*WORK TO DO*.
Reproduce every one of the records below word for word, keeping each on its own line.
__________________________________________________
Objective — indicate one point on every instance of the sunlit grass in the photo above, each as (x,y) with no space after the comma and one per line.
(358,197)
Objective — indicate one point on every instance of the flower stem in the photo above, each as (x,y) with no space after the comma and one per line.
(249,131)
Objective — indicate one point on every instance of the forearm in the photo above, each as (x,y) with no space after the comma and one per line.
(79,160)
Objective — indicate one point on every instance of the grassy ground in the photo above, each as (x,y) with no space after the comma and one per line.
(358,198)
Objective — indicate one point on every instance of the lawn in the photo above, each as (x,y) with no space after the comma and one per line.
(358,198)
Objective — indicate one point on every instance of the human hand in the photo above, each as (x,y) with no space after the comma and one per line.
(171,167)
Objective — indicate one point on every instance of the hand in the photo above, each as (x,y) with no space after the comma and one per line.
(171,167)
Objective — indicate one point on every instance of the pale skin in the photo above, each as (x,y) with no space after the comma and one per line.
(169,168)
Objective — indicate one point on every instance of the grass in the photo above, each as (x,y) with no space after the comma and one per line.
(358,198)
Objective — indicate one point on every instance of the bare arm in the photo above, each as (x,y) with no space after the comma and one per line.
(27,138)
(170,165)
__________________________________________________
*RESPONSE TO THIS TASK*.
Objective — indicate one point on every instance of the sunlit grass in the photo above, each as (x,y) with no space after the comma and one per line.
(358,197)
Objective — indicate one point on every instance of the flower stem in the photo above, each as (x,y) with no space after the comma and one per line.
(249,131)
Objective — indicate one point on every instance of the forearm in the photo above, each as (x,y) with no space after the comma and one per line.
(79,160)
Objective — indicate one point on every instance of the grassy ground in the photo above, each as (x,y) with no space after the comma and one per line.
(358,198)
Objective — indicate one point on every instance of the lawn in the photo above, each as (x,y) with no space after the comma and one per line.
(358,198)
Objective — indicate one point on every instance of the human hand in the photo above, each as (x,y) with no space after the comma and one per line.
(171,167)
Objective — indicate one point on every instance of the hand in the photo above, each as (x,y) with no space after the comma and one per line.
(171,167)
Objective — indicate one point on every instance of the pale skin in the photo above, each as (x,y) with no space after the comma and one per line.
(169,168)
Objective — indicate one point on every instance of the grass in the photo above, each as (x,y) with no space after the comma and one per line.
(358,198)
Objective — indicate one point on every instance of the bare arm in the photo above, each as (x,y) with no space after the comma and one per line.
(27,138)
(170,165)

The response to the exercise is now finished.